** begin Data provided **
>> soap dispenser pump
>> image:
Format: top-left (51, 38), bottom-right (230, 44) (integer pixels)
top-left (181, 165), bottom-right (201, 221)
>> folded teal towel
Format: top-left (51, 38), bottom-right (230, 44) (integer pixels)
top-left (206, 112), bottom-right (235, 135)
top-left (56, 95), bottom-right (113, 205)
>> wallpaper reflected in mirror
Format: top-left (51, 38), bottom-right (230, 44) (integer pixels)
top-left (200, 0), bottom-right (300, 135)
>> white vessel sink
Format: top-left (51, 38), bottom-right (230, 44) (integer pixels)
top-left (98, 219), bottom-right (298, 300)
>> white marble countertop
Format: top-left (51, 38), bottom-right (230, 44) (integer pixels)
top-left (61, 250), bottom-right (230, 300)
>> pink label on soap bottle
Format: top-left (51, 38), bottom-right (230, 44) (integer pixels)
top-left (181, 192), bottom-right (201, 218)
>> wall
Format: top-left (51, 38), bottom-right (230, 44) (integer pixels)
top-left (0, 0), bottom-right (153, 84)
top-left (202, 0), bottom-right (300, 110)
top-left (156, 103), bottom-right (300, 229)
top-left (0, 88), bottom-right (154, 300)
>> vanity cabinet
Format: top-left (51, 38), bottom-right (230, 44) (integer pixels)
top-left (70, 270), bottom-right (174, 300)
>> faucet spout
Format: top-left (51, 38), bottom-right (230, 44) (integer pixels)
** end Data provided **
» Exercise description: Write out all of the entries above again, swapping every "white" for "cream" and leaving everything else as it is.

» Correct response:
>> soap dispenser pump
>> image:
Format: top-left (51, 38), bottom-right (230, 44) (integer pixels)
top-left (181, 165), bottom-right (201, 221)
>> folded teal towel
Format: top-left (51, 38), bottom-right (230, 44) (integer pixels)
top-left (206, 112), bottom-right (235, 135)
top-left (56, 95), bottom-right (113, 205)
>> wallpaper reflected in mirror
Format: top-left (51, 38), bottom-right (230, 44) (integer pixels)
top-left (200, 0), bottom-right (300, 135)
>> cream vessel sink
Format: top-left (51, 38), bottom-right (230, 44) (integer pixels)
top-left (98, 219), bottom-right (298, 300)
>> cream marble countertop
Format: top-left (51, 38), bottom-right (230, 44) (integer pixels)
top-left (61, 250), bottom-right (230, 300)
>> pink label on soap bottle
Format: top-left (51, 38), bottom-right (230, 44) (integer pixels)
top-left (181, 192), bottom-right (201, 218)
>> wall
Format: top-left (51, 38), bottom-right (230, 44) (integer pixels)
top-left (0, 0), bottom-right (153, 84)
top-left (202, 0), bottom-right (300, 110)
top-left (156, 103), bottom-right (300, 229)
top-left (0, 88), bottom-right (154, 300)
>> vanity cabinet
Format: top-left (51, 38), bottom-right (230, 44) (integer pixels)
top-left (70, 270), bottom-right (174, 300)
>> faucet spout
Format: top-left (51, 38), bottom-right (230, 44) (integer pixels)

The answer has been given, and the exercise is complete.